▸ Description of the task
Rewrite the lines from the one containing "Target: rustic wooden table" through the one containing "holes: even-odd" as a Markdown table with the columns Number and Line, one row per line, skipping blank lines. Leave out all other items.

··········

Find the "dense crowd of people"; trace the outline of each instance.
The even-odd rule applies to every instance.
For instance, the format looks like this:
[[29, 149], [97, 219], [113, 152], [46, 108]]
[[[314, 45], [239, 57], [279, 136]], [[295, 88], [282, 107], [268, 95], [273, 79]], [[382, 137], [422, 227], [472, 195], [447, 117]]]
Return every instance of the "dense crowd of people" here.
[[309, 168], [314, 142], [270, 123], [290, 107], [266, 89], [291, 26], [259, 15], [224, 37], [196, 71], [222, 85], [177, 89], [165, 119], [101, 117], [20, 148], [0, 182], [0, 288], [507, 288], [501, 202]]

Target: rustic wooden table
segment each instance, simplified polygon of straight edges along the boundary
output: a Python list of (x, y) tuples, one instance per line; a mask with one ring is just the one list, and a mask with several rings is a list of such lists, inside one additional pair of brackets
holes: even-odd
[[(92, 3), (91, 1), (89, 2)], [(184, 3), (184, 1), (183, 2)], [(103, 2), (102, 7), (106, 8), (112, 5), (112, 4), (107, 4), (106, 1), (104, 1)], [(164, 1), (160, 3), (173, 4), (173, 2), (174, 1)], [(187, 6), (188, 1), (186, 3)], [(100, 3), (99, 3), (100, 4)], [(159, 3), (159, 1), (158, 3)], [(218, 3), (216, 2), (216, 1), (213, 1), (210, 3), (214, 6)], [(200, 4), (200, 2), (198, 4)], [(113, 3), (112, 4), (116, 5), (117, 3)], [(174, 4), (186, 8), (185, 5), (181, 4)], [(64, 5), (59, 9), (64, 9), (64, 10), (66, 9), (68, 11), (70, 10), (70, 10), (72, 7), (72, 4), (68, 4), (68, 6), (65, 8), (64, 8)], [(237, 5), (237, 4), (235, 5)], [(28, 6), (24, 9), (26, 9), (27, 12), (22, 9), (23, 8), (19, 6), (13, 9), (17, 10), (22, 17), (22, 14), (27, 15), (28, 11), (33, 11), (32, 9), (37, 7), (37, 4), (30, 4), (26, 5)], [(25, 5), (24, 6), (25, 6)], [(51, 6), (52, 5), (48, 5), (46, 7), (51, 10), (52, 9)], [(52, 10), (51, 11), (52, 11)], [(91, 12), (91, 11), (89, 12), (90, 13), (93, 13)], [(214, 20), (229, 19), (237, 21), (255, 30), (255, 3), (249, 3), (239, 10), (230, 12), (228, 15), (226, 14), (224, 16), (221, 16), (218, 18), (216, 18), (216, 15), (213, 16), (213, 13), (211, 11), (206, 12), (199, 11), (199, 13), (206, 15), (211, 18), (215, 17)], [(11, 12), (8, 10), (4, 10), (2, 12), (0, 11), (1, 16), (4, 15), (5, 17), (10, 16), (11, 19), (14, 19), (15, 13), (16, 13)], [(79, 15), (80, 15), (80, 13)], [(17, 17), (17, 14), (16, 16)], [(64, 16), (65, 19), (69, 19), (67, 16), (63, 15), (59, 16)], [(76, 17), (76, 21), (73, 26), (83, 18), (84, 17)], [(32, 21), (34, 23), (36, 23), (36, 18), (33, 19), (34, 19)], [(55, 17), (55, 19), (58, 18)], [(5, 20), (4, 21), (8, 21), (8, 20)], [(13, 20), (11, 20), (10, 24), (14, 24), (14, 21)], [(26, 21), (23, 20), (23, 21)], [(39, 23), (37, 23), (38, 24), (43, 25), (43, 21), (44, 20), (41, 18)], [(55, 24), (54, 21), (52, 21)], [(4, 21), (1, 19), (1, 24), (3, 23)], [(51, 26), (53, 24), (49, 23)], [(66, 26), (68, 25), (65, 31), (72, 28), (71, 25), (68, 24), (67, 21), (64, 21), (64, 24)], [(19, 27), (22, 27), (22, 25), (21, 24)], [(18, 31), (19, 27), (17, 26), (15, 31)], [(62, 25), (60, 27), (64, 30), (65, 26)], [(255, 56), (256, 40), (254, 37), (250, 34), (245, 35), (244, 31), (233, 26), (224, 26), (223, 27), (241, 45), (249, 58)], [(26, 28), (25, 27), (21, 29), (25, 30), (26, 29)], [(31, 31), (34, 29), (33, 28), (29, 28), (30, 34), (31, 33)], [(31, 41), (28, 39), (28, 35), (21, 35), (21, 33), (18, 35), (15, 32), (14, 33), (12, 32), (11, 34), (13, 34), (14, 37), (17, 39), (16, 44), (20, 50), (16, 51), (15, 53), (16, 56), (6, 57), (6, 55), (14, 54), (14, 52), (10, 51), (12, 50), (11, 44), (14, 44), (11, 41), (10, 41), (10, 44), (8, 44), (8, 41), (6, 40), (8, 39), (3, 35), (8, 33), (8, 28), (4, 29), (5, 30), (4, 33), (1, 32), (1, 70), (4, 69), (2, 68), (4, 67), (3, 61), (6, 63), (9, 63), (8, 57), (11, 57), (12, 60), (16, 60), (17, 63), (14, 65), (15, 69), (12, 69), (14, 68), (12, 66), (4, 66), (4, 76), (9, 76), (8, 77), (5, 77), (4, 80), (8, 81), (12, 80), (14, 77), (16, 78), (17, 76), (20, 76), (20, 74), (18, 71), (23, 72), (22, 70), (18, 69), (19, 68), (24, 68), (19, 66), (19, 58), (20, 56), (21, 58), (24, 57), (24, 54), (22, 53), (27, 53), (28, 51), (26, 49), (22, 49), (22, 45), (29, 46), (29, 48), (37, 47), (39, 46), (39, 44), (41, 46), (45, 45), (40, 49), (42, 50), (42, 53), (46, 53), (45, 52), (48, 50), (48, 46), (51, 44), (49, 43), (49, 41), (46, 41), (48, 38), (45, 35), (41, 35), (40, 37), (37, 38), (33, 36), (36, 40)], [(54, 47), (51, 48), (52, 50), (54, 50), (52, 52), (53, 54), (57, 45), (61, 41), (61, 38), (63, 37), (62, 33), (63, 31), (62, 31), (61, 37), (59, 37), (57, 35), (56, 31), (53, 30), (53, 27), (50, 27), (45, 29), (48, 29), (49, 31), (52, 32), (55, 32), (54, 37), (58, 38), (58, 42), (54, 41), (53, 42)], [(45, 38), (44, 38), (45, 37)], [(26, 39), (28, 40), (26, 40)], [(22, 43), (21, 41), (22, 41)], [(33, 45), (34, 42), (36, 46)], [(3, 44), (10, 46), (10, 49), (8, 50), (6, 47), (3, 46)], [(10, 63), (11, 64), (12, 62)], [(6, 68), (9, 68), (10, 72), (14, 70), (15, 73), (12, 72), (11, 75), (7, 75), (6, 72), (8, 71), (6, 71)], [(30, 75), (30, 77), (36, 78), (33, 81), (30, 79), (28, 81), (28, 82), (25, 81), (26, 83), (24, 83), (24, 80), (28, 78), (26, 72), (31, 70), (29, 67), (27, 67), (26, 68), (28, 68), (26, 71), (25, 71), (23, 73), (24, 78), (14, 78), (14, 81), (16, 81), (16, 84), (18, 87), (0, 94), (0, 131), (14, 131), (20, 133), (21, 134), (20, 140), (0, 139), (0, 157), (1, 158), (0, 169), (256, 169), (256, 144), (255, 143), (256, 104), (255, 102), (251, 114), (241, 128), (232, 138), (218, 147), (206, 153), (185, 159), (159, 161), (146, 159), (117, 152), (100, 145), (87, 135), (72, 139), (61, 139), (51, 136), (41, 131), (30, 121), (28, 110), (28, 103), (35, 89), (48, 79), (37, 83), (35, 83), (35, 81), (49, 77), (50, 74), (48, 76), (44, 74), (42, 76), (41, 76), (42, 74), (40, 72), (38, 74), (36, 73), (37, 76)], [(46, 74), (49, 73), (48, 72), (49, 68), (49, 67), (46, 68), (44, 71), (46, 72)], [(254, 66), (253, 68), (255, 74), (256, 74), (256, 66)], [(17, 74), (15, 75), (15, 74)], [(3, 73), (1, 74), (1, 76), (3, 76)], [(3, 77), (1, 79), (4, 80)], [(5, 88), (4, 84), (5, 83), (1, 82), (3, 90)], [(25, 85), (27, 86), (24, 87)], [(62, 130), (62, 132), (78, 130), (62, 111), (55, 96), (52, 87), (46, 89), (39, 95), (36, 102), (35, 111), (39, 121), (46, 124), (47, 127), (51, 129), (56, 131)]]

··········

▸ Reply to the exercise
| Number | Line |
|---|---|
| 1 | Target: rustic wooden table |
| 2 | segment each instance, simplified polygon of straight edges along the boundary |
| 3 | output: a Python list of (x, y) tuples, one instance per line; a mask with one ring is just the one list, and a mask with several rings is a list of such lists, inside one additional pair of brackets |
| 4 | holes: even-odd |